→ Activities:
(a) Answer these questions from the text about the cartoon character Tokai:
(i) What course did Ronobi return from in 1976, and where did he take it?
(ii) In which magazine did Tokai appear from 1978 to 1999?
(iii) What did readers send Ronobi once Tokai began appearing?
(b) Can you repeat the text about the cartoon character Tokai, starting with "So he transformed" and going on through "and all politicians."?
(c) Could you write the next part of the text about the cartoon character Tokai, picking up after its last sentence?

→ Extracted text:
☆ ☆ ☆ ☆ ☆
In 1976, Ronobi returned from a three-year printmaking course in Greece. He thought about creating a character in this time. A street child used to live outside Ronobi's home who died later. Based on him and remembering how he asked Ronobi questions whenever he opens the door, Ronobi planned to portrait a street urchin. He thought this boy would be the perfect picture of thousands of penniless who live in Bangladesh.

So he transformed his thought into the cartoon. And from the very beginning, the innocent-looking, cunning little boy won the hearts of the readers. Readers flooded Ronobi with letters praising his Tokai and making suggestions for Tokai cartoons.

Upon receiving such enthusiasm among the readers, Ronobi began to use Tokai to express his own observations about Bangladeshi society in the hope that it might influence politicians and policy makers. Tokai has something to say about everything and he always criticises all political parties and all politicians.

Tokai appeared in Weekly Bichitra from 1978 to 1999. Tokai was an inseparable item of this magazine during this period. But after changing of the editorial board of Bichitra, Tokai has appeared in the magazine Weekly 2000 in 1999. Since then Tokai became a part of weekly 2000. After more than 25 years of the appearance of Tokai, the continuing poverty in Bangladesh makes him as relevant today as he was in 1978.
☆ ☆ ☆ ☆ ☆
→ Recorded data:
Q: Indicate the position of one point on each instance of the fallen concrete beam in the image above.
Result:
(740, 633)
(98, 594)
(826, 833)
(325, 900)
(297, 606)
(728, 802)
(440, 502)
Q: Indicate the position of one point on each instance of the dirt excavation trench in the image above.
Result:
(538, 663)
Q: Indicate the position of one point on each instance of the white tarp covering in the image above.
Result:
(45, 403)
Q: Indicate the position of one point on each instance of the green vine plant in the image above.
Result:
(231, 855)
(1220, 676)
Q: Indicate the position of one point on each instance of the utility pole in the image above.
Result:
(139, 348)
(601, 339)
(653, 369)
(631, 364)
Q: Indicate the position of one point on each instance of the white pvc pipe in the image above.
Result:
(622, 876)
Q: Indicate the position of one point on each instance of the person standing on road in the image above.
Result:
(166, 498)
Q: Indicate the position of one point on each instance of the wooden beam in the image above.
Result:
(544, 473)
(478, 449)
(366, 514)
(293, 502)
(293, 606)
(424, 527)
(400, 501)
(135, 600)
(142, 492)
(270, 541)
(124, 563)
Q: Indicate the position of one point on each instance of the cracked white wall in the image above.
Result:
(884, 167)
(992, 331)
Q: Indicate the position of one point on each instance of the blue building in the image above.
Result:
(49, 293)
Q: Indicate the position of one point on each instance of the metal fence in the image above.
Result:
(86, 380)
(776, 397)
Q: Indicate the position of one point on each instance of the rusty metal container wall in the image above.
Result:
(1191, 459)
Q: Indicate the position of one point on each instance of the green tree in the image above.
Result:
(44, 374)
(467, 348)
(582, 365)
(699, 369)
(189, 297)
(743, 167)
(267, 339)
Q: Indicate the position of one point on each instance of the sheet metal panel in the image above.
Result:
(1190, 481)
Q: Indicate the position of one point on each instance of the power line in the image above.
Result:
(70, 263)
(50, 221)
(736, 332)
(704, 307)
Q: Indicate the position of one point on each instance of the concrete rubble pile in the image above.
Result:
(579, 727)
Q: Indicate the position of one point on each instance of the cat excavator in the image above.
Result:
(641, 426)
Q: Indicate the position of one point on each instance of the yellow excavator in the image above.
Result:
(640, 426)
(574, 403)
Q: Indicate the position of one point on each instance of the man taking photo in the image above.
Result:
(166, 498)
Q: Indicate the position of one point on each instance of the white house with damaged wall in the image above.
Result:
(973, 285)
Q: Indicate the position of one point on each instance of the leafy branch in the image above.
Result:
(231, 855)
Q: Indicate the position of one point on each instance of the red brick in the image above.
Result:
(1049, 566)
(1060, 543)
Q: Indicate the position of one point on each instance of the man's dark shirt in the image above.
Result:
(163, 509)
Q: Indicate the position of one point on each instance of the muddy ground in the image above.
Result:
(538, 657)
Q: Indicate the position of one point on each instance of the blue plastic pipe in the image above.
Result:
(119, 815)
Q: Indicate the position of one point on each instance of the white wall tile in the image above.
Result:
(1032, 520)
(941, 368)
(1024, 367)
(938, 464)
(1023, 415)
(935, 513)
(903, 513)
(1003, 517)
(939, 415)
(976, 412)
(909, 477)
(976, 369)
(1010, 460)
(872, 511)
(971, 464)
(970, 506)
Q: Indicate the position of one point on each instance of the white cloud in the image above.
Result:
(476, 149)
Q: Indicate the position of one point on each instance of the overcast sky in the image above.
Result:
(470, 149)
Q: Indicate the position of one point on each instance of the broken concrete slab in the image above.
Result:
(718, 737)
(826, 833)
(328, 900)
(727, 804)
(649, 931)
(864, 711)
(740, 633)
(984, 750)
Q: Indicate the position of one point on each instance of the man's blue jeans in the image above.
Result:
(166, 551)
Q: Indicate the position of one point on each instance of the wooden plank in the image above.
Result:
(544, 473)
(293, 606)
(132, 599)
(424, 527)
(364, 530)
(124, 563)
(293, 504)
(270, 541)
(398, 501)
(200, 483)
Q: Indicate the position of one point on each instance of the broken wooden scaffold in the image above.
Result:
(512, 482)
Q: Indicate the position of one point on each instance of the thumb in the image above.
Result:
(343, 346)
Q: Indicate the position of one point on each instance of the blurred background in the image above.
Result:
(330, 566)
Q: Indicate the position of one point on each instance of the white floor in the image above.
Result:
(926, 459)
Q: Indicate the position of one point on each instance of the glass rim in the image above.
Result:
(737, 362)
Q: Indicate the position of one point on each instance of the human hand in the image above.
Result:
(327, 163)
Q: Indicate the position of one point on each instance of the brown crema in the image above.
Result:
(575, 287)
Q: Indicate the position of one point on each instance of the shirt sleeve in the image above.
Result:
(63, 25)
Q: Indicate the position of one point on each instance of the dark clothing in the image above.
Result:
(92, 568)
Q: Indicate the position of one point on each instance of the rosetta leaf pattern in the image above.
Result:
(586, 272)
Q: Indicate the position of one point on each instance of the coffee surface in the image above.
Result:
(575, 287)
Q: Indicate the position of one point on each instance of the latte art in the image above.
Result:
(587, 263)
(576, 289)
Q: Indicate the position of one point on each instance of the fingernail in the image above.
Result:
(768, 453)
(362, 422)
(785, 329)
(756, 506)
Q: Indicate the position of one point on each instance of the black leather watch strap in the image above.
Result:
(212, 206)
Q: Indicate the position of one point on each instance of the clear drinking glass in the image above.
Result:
☆ ☆ ☆ ☆ ☆
→ Task answers:
(a)
(i) A three-year printmaking course in Greece.
(ii) Weekly Bichitra.
(iii) Letters praising Tokai and making suggestions for Tokai cartoons.

(b)
So he transformed his thought into the cartoon. And from the very beginning, the innocent-looking, cunning little boy won the hearts of the readers. Readers flooded Ronobi with letters praising his Tokai and making suggestions for Tokai cartoons.

Upon receiving such enthusiasm among the readers, Ronobi began to use Tokai to express his own observations about Bangladeshi society in the hope that it might influence politicians and policy makers. Tokai has something to say about everything and he always criticises all political parties and all politicians.

(c)
==In brief==
The get up of Tokai is that of the common street children in Dhaka. Usually he is clad in a lungi that is barely reached to his knee. His upper body is bare and his swollen belly is prominent in the drawings. He has shaven head and thin limbs. His age is below ten, or more precisely, is about eight. He lives on the footpaths or in the big unused construction pipes strewn about the city of Dhaka. Just like the real Tokais, he lives on left-overs of others or food thrown away in dustbins. He has a very innocent face and expression.

Despite his apparent destitute status, he is always cheerful making fun and uttering witty scathing reflections on things around him, which constitute contemporary society. The precocious talkativeness is a major attribute of Tokai, as is his usual Dhakaiya language (Regional pronunciation of Dhaka). He is known by the name of his class rather than a proper name

==Insight==
Tokai has a very nice sense of humour and a knack of telling simple yet painful truths. Tokai is always pointing at the hypocrisy and inhumanity, anomalies and loopholes of the society with a playful witty language. But Tokai never speaks of any revolution or change. Nor he demands anything of the existing social system. His uttering rather gives the sensitive mind food for thought. He just points at the peculiarity of the society.

==Examples of wits and satires==
The fame of Tokai lies in his dialogues. Sometimes he speaks like a philosopher. once asked if he knows what a family is, the homeless Tokai reflects, 'I know what mine is—footpath, dustbin, the crows etc.'.

In another cartoon, when someone expresses surprise at his swollen belly, a smiling Tokai reasons that he has 'eaten' a lot of 'speeches' given on the occasion of the Children's Day.

Often Tokai makes fun of the society's hypocrisy. Asked what his vow is on the Children's Day, a grave Tokai says, 'To grow up soon'.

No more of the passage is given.